> Reto a: Indica si cada afirmación concuerda con el texto sobre el castro de El Alto hundido que aparece más abajo, y respalda cada respuesta con las palabras decisivas del texto, citadas literalmente: (i) el castro ocupa una extensión de 3.800 metros cuadrados; (ii) el arqueólogo halló allí escorias de hierro; (iii) los restos de la villa rústica aparecieron al oeste del viejo castro.

> Texto propuesto:

::::

Los cinco castros de Miranda de Arga (y II)

 

                           Atravesando el pueblo, vamos hacia el sur, pasando cerca de donde vivíó un primo mío, y por un buen camino vecinal llegamos al pie de las torres de antenas, hacia el castro llamado El Alto hundido, a espaldas de los cortados en la orilla derecha del Arga. Nos cuesta un poco ubicarlo entre varios relieves de terreno, poblado de aliagas y tomillos. Vivo ya probablemente en el Bronce Final y con una extensión de 3.800 metros cuadrados, son muy visibles los fosos y fragmentos de muralla hecha de sillarejo y cantos rodados. Además de los habituales molinos y cerámicas, el arqueólogo puentesino encontró escorias de cobre y goterones de fundición, muestras evidentes de industria metalúrgica. Sus habitantes pudieron trasladarse al castro de El Castillo a mediados de la Edad del Hierro, cuando parece haberse extinguido el poblado. En el llano, al este del viejo castro, se encontraron restos de una villa rústica de época imperial.

::::

> Entradas disponibles:

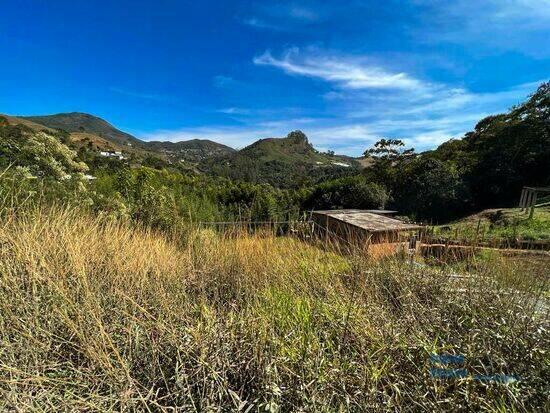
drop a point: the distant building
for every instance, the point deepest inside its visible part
(355, 226)
(112, 154)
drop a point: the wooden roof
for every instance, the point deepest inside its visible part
(368, 220)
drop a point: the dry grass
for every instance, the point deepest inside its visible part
(96, 315)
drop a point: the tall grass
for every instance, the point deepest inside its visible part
(98, 315)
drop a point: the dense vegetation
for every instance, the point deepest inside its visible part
(486, 168)
(97, 315)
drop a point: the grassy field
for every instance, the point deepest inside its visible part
(96, 315)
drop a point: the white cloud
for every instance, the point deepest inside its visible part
(346, 72)
(141, 95)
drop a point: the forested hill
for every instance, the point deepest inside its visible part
(283, 162)
(194, 150)
(83, 122)
(286, 162)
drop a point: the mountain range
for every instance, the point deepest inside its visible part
(279, 161)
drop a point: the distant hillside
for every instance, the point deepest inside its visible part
(195, 150)
(285, 162)
(83, 122)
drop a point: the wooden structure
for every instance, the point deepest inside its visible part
(529, 196)
(359, 227)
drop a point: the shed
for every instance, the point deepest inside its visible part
(360, 226)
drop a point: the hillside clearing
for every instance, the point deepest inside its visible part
(96, 315)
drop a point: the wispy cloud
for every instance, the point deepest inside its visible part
(520, 25)
(350, 73)
(283, 16)
(141, 95)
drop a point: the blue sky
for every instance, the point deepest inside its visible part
(344, 72)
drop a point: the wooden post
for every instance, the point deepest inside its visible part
(528, 198)
(522, 199)
(534, 202)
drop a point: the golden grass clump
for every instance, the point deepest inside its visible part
(99, 315)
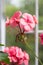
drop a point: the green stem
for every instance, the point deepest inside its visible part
(33, 53)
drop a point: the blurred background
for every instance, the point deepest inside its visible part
(11, 6)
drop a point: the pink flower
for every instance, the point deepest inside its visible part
(16, 55)
(3, 63)
(41, 38)
(27, 23)
(14, 20)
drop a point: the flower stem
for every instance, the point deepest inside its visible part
(33, 53)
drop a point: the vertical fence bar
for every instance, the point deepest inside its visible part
(2, 3)
(36, 33)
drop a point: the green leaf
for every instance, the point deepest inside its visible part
(4, 57)
(1, 44)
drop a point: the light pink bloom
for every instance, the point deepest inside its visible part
(27, 23)
(14, 20)
(41, 38)
(16, 55)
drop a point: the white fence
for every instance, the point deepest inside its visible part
(2, 28)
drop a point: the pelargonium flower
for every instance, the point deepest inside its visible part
(16, 55)
(3, 63)
(27, 23)
(41, 38)
(13, 21)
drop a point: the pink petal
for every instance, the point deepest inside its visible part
(7, 22)
(35, 19)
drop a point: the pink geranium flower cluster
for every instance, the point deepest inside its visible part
(16, 55)
(25, 21)
(41, 38)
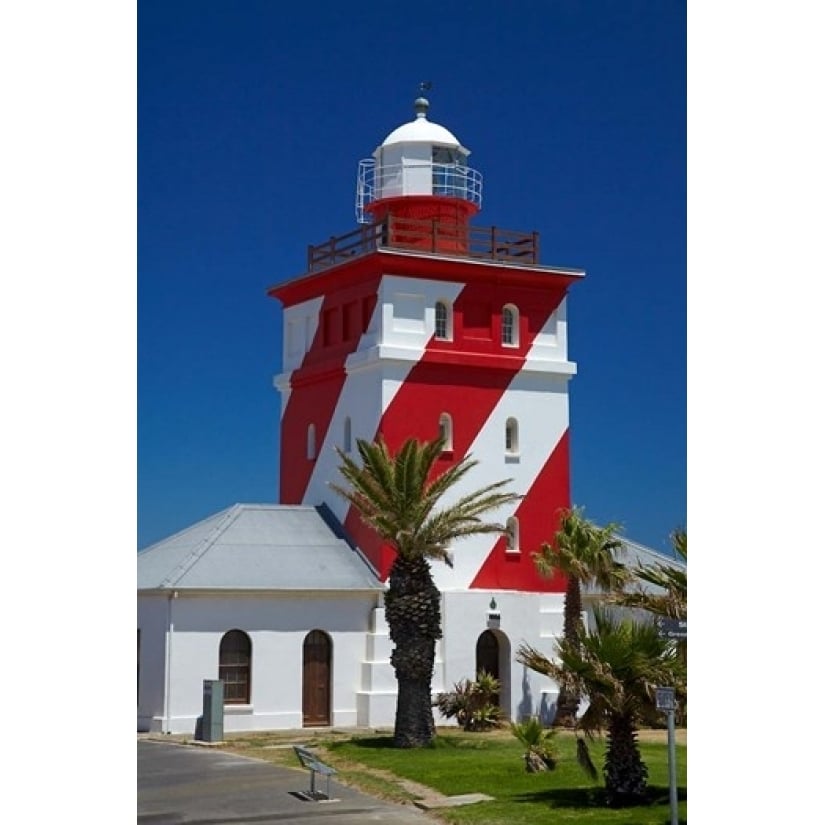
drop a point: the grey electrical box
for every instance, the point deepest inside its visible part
(212, 727)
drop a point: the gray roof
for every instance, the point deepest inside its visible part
(637, 555)
(257, 547)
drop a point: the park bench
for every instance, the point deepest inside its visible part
(315, 766)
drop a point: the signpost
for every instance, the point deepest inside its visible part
(672, 628)
(666, 701)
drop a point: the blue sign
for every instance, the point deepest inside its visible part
(673, 628)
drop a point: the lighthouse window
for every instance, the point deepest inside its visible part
(234, 665)
(449, 176)
(512, 535)
(311, 442)
(511, 437)
(509, 326)
(347, 435)
(445, 430)
(443, 325)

::::

> Reto b: En la parte de las entradas que empieza con la línea que contiene "drop a point: the blue sign" y llega hasta el final de las entradas, sustituye "lighthouse window" por "tower window". Reescribe solo ese tramo y deja todo lo demás igual.

> Respuesta escrita a:
(i) Sí: «con una extensión de 3.800 metros cuadrados».
(ii) No: «encontró escorias de cobre y goterones de fundición».
(iii) No: «En el llano, al este del viejo castro, se encontraron restos de una villa rústica de época imperial».

> Respuesta escrita b:
drop a point: the blue sign
for every instance, the point deepest inside its visible part
(673, 628)
drop a point: the tower window
for every instance, the point deepest inside its visible part
(234, 665)
(449, 176)
(512, 535)
(311, 442)
(511, 437)
(509, 326)
(347, 435)
(445, 430)
(443, 325)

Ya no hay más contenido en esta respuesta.